Requirement —
Recast the stretch of lines from the one containing "shadow on grass -> outlines, every instance" through the end of the records as a JSON list of strings, one string per line, omitting blank lines and leaving out the pictures.

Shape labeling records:

- - -

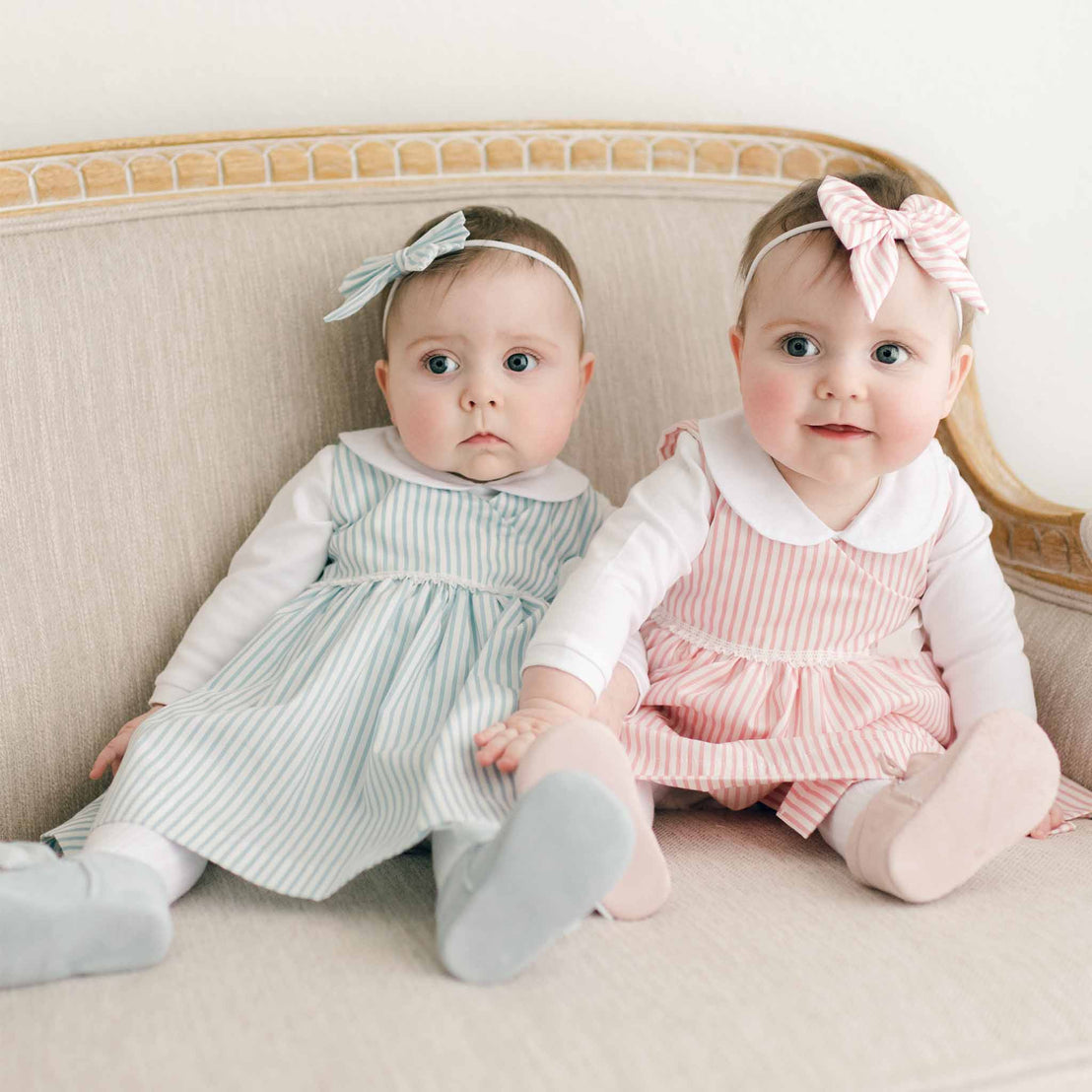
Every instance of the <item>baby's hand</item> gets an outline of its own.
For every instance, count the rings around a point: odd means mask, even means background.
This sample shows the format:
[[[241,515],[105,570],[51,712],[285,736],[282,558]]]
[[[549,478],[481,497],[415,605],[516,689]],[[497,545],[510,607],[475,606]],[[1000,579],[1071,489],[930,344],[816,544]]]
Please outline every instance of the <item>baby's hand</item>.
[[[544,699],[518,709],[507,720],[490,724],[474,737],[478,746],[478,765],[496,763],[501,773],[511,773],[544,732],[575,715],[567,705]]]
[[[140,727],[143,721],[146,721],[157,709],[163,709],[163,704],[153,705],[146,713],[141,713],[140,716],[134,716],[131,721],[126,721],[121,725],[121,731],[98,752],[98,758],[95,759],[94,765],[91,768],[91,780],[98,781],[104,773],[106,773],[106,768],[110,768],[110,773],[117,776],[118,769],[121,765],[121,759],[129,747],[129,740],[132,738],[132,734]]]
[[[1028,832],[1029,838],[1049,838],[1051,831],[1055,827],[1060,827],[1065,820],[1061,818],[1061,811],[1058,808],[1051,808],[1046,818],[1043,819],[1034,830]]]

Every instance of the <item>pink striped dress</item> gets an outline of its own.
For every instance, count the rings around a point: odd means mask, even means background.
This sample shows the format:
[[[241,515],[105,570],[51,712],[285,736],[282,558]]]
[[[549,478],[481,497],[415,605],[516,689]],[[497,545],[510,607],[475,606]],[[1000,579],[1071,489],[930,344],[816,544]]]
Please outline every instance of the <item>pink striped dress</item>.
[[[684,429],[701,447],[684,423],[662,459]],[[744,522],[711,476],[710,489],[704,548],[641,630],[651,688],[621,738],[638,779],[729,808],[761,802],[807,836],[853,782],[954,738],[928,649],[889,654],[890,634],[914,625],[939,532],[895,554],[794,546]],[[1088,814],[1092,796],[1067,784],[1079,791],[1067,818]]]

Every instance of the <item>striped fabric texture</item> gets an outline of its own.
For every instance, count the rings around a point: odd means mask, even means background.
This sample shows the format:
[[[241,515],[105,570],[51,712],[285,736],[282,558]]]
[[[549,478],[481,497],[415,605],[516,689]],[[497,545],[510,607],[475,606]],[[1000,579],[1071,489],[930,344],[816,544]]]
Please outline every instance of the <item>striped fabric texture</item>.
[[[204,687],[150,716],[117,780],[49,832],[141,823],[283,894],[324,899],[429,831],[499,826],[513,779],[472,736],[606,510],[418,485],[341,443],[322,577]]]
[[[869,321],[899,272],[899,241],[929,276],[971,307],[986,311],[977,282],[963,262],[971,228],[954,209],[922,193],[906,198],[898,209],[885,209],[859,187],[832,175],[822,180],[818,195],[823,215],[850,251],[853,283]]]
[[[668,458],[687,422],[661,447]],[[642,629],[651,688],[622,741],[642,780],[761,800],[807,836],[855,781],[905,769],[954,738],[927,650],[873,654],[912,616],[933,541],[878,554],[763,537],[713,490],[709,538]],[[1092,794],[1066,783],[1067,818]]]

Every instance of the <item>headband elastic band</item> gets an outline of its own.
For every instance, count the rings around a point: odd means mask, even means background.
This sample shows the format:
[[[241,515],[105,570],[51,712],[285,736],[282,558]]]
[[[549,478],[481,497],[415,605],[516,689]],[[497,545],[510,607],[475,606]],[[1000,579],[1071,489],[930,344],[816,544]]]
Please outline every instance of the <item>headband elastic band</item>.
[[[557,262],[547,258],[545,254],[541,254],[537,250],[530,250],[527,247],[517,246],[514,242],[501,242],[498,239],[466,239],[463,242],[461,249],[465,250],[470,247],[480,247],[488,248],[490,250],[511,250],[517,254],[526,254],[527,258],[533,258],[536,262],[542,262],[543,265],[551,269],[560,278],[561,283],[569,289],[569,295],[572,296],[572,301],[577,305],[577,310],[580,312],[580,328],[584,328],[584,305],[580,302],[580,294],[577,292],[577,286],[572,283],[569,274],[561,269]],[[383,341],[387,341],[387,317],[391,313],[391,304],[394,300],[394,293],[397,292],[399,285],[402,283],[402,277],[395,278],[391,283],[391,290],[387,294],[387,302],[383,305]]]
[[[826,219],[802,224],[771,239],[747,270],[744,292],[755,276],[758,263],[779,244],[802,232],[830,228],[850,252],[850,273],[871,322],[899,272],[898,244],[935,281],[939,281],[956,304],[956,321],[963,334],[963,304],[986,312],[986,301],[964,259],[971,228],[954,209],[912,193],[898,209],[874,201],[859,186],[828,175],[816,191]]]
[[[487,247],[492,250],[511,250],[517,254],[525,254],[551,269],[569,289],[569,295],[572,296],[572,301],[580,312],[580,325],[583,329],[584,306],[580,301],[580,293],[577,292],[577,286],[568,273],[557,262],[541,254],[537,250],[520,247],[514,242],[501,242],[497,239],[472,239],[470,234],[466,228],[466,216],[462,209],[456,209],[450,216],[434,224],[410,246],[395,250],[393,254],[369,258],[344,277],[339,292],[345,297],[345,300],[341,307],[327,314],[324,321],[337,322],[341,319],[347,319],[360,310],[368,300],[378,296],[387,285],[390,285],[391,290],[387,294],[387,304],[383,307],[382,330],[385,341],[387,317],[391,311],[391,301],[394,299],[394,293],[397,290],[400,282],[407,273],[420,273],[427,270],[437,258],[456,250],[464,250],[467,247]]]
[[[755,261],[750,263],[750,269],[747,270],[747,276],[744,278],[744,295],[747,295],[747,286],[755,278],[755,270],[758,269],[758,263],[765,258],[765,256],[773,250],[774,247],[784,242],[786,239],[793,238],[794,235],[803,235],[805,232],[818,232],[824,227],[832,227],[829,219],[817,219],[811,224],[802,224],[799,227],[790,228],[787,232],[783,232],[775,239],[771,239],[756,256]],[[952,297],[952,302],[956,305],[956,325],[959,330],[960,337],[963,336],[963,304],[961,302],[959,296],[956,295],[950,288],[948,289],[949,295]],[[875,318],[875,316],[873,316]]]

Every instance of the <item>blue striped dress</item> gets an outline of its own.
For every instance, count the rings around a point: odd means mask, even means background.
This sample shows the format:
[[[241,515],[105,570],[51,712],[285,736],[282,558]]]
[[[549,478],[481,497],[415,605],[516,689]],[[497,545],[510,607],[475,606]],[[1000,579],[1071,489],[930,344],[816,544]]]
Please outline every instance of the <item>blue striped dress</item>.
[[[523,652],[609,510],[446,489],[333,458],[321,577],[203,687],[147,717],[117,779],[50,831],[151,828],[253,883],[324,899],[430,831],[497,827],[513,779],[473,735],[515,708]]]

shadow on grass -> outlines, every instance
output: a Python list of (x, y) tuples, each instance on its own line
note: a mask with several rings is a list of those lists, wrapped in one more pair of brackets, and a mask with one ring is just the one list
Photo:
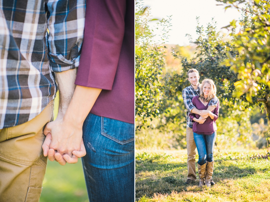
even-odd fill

- - -

Complete answer —
[
  "shadow on grass -> outlines, every instance",
  "output: a Python list of (x, y) tuples, each instance on its own line",
  "note: a mask with several rings is a list of those lists, wrapped in one more pair of brackets, and a mask with one ring is just the one list",
  "Photo:",
  "even-odd fill"
]